***** Quoted passage *****

# Heatmap

This code allows the calculation of the heatmap of consensus on sense of coreelation between policies and outcomes.

It uses the outputs of the other phases that will be used to compute the heatmap matrix of sum of correlations pondered by the similarity score. 

In this Jupyter Notebook we will: 
1. Import the data with similarity score ; 
2. Import the relevant packages ;
3. Prepare data for computing ;
4. Compute the heatmap ; 
5. Export data heatmap data.

To complete those tasks you will need:
- The dataset of papers with the policy extraction of the 4_similarity_score code. 

At the end of this script you will extract: 
- The heatmap_df dataset of sum of correlations pondered by the similarity score. 

## 1. Import the data with similarity score

In [None]:
## 1 input
## Output dataset of the 4_similarity score (policy_and_factors_clustered_similarity_normalized)
input_similarity = ""

# 1 output
## Heatmap dataset dataset with clusters
output_path = ""

## 2. Import the relevant packages

In [None]:
import pandas as pd
import seaborn as sns
import matplotlib.pyplot as plt
import numpy as np
import matplotlib

## 3. Prepare data for computing

In [None]:
df = pd.read_csv(input_similarity)

df['correlation_cluster_normalized_global'] = df['Corr Sign']*df['policy_similarity_normalized_global']*df['CORRELATION_num']

In [None]:
# Define a custom function for percentage of positive or negative values
def percentage_of_values(series):
    if series.mean() > 0:
        return (series > 0).mean()*100
    elif series.mean() < 0:
        return (series < 0).mean()*100
    else:
        return 0

In [None]:
# Modify the aggregation to include the custom percentage
aggregated_result = df.groupby(['matched_cluster', 'Agg Cluster_factor', 'Agg ClusterFalse']).agg(
    correlation_mean_cluster_factor=('correlation_cluster_normalized_global', 'mean'),
    row_count=('correlation_cluster_normalized_global', 'count'),
    percentage_of_positive_negative=('correlation_cluster_normalized_global', percentage_of_values)

***** Data lines *****

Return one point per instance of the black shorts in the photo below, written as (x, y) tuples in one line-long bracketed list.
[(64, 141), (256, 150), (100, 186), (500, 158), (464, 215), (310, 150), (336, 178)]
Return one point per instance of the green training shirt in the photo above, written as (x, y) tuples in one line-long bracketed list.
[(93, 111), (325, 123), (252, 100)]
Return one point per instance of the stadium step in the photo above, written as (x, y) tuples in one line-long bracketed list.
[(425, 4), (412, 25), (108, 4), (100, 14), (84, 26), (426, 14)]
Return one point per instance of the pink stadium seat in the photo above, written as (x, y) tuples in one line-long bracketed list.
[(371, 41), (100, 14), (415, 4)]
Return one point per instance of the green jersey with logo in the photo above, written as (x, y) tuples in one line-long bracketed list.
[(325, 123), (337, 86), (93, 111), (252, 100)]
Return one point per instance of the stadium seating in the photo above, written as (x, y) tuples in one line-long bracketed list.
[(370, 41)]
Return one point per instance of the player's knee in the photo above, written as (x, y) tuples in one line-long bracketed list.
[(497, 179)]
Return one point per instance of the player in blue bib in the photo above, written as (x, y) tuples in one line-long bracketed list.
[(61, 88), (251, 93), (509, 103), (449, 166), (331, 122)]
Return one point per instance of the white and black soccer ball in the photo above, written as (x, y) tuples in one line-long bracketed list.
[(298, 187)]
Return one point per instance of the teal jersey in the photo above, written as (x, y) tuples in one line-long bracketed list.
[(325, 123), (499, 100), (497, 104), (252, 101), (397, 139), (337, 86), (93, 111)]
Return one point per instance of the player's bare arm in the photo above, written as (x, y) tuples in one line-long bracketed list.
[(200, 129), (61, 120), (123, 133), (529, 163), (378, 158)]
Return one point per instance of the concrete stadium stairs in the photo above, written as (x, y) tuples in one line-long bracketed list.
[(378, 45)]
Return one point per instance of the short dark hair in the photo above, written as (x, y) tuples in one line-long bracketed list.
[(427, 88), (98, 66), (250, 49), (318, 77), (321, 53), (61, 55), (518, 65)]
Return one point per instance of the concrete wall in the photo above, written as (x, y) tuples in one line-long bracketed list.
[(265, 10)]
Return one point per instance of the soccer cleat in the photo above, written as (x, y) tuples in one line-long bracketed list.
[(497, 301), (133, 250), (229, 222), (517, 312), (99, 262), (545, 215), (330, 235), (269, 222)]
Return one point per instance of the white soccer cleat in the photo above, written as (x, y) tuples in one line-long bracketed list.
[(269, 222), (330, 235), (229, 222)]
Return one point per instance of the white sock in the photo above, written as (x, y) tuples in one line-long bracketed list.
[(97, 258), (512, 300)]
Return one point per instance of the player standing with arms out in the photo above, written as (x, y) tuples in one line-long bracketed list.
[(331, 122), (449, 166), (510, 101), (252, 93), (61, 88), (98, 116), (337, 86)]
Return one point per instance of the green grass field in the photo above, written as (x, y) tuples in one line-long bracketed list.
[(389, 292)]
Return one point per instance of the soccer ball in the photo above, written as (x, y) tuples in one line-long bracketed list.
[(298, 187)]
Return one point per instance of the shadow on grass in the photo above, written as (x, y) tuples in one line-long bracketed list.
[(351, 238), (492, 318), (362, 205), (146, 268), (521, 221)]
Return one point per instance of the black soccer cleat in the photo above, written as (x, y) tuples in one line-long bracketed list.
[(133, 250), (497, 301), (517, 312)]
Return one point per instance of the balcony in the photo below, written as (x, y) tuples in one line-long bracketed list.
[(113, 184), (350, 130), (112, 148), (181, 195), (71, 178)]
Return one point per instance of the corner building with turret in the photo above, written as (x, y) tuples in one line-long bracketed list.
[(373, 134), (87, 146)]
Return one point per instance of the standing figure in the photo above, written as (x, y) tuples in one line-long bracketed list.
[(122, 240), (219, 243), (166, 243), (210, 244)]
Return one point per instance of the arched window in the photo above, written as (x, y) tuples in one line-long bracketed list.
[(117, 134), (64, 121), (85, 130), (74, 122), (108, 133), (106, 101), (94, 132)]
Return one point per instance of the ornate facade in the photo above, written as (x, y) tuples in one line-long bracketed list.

*****

#### Objective 1
Summarize the heatmap notebook in two sentences.
#### Objective 2
Carry on the heatmap notebook from the point where its text stops.

#### Expected output 1
The notebook calculates a heatmap of consensus on the sense of correlation between policies and outcomes, drawing on the dataset of papers with the policy extraction from the 4_similarity_score code. It imports that data and the relevant packages, prepares the data, computes the heatmap, and exports the heatmap_df dataset of sums of correlations weighted by the similarity score.

#### Expected output 2
).reset_index()

## 4. Compute the heatmap

In [None]:
matplotlib.rcParams['font.family'] = 'Times New Roman'

# Define the threshold
row_count_threshold = 2

# Create pivot tables for mean, standard deviation, and counts
heatmap_data = aggregated_result.pivot(
    index='matched_cluster', 
    columns='Agg Cluster_factor', 
    values='correlation_mean_cluster_factor'
)
percentage_data = aggregated_result.pivot(
    index='matched_cluster', 
    columns='Agg Cluster_factor', 
    values='percentage_of_positive_negative'
)
row_counts_data = aggregated_result.pivot(
    index='matched_cluster', 
    columns='Agg Cluster_factor', 
    values='row_count'
)

# Mask values below the threshold
mask = row_counts_data < row_count_threshold
masked_heatmap_data = heatmap_data.mask(mask)


# Prepare annotations with mean and percentage only for valid rows
annotations = masked_heatmap_data.copy()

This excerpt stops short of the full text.